This is from The Encyclopedia of Men's Clothes, Shoe Chapter (you, of course, have a copy, yes?):
*Categories of Leather by Quality*

There are different grades of leather and the quality of footwear depends utmost on the quality of its leather: 

TOP or FULL GRAIN refers to the top or hair side of the skin. It has a smooth grain, is soft, and easily absorbs dyes. Look for small pores.

CORRECTED Leather is top grain, but damaged and thus lower quality. 

SPLIT Leather is the part under the top grain (everything but the top half of the leather). These are used for suede, embossed or coated footwear finishes to disguise the lack of grain. 

BONDED Leather is the particleboard of leather. It is made from chopped leather bonded with glue. ​*jcusey's* Tutorial on Shoes is very informative:

https://askandyaboutclothes.com/Tutorials/JCuseyOnShoes.htm


----------



## Leather man (Mar 11, 2007)

The Louche said:


> Will someone please set me straight on corrected grain leather? I was always under the impression that corrected grain was inherently of a lower quality than calf; that the reason it was "corrected" in the first place was due to it's lower quality and aesthetic shortcomings. Most of the corrected grain shoes that I see seem to bolster this appraisal as well; cheap looking, cheaply made department store specials.
> 
> How come I saw some Church's "Custom Grade" loafers at Nordstrom the other day that were clearly corrected grain, then? The shoes were a full-strap penny (I believe). I must say they looked to be well constructed and were good looking shoes. But they were definitely corrected grain. And the original MSRP was $675. For that kind of money I've seen gorgeous calf and shell cord shoes - what gives with the pricey cheap stuff?
> 
> Louche


I have looked into this extensively and posted in former posts on this subject.

In short - you are right about corrected grain leather being a means to utilise lower grade leather which will have growth marks on it - therefore the top grain is taken off - usually by friction methods and then a polymer coating of some description is adhered to the leather. On cheaper shoes - like Loake and Barker ( normal range) it looks terrible after one or two wearings.

Church's corrected grain leather - called "Polished Binder" is produced for a very different reason. The leather is calf leather but is from older animals than their full grain calf - therefore, yes not as costly to Church's. However the reason for them producing Polished leather is for the look not to hide anything. Their corrected grain leather does not crease horribly like cheaper ones and lasts much longer.

I have spoken to Church's leather buyer about this as well as three retailers who also sell several other makes includling C&J - so they are not just defending Church's.

I am told that the reason Church' shoes using Polished Binder cost as much as their full grain calf offerings is that the leather is not that much cheaper and much of the cost of manufacture is labour.

(Collected data entries)
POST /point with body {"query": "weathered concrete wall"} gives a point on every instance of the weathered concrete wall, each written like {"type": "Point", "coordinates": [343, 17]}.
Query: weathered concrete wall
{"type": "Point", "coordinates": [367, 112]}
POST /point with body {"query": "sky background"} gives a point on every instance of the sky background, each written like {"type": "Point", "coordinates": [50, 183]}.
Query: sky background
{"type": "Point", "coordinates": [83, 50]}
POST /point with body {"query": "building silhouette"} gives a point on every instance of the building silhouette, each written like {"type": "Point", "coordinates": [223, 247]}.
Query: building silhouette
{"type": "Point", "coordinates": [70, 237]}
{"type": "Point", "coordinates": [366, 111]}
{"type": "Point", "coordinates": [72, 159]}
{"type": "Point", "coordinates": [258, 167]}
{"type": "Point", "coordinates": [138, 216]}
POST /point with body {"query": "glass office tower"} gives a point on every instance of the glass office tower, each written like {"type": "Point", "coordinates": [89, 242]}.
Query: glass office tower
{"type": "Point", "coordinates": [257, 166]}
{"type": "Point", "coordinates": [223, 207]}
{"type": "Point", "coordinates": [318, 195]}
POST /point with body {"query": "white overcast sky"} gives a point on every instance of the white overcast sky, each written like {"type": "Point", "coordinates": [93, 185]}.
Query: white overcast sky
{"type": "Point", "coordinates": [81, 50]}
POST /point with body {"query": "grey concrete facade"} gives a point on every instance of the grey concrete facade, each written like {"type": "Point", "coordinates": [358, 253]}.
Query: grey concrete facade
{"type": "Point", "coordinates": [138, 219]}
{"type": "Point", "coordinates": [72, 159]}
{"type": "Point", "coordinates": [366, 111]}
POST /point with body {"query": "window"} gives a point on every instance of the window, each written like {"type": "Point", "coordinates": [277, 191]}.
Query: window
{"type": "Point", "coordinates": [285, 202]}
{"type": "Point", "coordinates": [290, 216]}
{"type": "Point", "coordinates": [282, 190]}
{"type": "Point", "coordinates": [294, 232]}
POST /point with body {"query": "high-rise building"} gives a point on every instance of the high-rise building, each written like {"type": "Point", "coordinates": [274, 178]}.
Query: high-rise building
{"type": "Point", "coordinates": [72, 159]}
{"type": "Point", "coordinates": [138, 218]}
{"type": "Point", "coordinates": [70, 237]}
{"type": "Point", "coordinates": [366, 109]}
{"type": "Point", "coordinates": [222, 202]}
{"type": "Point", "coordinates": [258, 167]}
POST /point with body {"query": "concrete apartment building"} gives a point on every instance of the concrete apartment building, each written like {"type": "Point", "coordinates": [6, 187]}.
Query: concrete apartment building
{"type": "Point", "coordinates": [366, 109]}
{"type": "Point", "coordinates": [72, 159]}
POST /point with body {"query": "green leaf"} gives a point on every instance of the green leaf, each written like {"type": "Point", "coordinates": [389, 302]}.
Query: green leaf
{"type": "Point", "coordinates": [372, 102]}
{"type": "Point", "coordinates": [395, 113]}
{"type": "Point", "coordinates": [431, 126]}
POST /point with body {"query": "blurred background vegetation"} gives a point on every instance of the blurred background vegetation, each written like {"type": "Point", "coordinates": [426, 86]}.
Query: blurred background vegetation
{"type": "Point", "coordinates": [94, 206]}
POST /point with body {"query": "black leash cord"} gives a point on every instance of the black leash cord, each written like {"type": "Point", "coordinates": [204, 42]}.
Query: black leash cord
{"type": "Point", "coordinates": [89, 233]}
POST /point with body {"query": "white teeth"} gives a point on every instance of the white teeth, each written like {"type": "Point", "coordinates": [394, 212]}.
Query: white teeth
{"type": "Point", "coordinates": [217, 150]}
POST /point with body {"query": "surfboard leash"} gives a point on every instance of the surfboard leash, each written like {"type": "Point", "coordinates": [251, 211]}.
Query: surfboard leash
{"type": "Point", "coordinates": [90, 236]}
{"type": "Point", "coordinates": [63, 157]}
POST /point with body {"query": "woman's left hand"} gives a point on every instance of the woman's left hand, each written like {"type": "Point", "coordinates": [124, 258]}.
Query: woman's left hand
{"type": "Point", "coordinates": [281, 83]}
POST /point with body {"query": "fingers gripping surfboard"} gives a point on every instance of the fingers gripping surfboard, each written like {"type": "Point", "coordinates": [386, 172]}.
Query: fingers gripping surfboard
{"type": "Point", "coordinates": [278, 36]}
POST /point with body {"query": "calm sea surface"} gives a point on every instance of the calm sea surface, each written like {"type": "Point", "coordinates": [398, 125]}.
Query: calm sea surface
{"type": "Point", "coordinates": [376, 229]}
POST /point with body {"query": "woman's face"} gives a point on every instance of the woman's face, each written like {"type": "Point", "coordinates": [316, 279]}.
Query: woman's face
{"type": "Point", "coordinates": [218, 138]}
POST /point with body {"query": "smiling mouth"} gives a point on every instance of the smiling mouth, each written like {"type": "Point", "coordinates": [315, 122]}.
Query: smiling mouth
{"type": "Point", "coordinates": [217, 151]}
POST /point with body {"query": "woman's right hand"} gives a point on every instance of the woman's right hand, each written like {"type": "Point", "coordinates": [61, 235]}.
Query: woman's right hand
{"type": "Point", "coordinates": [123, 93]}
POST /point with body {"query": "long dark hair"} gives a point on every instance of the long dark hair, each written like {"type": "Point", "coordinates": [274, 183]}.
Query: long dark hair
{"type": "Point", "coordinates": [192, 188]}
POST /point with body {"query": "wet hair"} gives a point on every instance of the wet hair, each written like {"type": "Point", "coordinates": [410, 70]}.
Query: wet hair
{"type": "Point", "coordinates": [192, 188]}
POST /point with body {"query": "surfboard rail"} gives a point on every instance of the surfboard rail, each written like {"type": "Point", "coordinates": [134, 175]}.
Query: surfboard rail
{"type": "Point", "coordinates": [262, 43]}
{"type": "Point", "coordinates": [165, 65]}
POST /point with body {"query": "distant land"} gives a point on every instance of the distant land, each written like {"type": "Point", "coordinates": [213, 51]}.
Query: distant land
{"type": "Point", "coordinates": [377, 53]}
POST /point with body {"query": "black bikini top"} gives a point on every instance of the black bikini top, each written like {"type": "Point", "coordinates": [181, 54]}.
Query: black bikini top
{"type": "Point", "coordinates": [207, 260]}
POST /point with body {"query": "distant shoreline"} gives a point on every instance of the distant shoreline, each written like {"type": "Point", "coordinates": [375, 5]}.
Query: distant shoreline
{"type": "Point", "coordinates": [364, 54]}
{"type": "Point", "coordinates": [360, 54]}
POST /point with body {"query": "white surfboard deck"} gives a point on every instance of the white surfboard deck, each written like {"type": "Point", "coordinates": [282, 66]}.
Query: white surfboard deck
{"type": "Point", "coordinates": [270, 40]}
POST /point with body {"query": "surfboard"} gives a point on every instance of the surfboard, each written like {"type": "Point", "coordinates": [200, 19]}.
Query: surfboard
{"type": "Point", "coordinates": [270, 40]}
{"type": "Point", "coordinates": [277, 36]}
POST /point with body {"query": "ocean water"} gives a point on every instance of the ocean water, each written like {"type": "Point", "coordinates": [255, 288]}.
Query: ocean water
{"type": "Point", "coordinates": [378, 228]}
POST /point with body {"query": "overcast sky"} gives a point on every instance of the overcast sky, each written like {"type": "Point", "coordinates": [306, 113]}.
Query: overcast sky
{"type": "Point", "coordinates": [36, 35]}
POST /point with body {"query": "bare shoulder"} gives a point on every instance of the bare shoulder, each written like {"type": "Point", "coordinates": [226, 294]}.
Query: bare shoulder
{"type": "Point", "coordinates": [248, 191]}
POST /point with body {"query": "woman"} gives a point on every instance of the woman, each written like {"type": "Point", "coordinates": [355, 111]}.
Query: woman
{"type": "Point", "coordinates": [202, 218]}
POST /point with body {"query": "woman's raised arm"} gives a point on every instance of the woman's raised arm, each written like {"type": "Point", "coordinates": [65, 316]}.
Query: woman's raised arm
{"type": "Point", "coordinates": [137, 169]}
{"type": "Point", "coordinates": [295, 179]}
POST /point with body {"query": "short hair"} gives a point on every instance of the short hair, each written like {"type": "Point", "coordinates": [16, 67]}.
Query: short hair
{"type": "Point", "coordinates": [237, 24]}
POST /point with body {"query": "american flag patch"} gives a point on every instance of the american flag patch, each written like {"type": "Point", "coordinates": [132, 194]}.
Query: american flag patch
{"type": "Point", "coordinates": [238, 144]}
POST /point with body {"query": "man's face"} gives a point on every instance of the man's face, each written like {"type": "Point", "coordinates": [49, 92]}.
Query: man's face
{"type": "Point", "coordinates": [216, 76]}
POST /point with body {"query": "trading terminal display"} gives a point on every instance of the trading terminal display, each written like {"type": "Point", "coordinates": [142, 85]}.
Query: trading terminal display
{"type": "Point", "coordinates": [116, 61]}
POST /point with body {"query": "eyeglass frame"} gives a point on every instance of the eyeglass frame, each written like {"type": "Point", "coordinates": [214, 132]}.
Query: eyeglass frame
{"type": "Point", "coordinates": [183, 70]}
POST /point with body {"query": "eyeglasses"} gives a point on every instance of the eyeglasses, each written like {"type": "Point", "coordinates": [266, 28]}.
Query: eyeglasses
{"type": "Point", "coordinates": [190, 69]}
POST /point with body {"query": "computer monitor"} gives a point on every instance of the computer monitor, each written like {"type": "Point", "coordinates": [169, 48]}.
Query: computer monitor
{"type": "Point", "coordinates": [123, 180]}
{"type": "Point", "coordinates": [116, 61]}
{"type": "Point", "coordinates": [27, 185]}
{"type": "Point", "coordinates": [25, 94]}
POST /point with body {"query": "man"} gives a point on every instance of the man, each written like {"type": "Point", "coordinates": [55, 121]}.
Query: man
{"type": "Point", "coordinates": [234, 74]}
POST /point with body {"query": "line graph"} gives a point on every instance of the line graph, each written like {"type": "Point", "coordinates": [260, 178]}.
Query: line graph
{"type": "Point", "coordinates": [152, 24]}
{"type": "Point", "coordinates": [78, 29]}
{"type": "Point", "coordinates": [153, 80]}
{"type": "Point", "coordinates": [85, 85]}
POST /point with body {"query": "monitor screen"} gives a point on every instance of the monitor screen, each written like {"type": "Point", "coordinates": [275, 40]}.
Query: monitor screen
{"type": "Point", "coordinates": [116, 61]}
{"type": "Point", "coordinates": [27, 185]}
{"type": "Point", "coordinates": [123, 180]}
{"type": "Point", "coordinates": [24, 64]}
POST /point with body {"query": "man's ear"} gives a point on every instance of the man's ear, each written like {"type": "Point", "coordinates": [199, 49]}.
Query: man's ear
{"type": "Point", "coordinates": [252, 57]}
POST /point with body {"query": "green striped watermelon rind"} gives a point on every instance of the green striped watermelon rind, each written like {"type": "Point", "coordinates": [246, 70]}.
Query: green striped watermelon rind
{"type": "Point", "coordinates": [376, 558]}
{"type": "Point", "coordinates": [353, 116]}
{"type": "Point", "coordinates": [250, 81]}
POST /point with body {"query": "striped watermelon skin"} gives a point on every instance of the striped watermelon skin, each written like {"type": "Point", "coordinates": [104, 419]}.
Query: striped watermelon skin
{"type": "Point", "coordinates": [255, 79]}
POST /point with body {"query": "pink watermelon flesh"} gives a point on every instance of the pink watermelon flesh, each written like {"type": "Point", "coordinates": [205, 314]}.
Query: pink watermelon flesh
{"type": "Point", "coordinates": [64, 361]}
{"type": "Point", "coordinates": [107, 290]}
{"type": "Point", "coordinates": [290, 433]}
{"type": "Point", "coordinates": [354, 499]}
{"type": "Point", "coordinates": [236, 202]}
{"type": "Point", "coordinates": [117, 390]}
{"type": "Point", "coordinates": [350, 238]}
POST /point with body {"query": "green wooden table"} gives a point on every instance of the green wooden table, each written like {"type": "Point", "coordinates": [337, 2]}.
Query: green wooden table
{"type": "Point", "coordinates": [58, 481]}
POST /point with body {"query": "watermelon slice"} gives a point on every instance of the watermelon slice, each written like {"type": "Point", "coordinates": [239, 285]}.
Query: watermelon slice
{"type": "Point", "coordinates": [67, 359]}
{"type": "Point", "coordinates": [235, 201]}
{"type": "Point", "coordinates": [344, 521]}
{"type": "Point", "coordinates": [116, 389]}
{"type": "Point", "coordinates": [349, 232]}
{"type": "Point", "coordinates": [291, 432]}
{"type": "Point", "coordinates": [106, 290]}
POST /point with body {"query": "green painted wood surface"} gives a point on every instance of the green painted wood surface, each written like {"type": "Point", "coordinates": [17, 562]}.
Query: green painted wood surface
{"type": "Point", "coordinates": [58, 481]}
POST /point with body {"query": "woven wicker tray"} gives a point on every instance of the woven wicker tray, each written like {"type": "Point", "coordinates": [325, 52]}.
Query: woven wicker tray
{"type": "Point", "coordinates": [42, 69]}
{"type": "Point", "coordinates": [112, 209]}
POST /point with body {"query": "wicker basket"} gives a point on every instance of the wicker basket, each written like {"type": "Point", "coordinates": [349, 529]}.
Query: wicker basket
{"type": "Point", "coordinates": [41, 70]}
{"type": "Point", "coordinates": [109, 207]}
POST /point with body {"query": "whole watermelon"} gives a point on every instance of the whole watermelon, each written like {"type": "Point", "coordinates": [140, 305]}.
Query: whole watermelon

§ Set exercise
In the forum thread on shoe leather grades, what name does Church's give its corrected grain leather?

§ Solution for this exercise
Polished Binder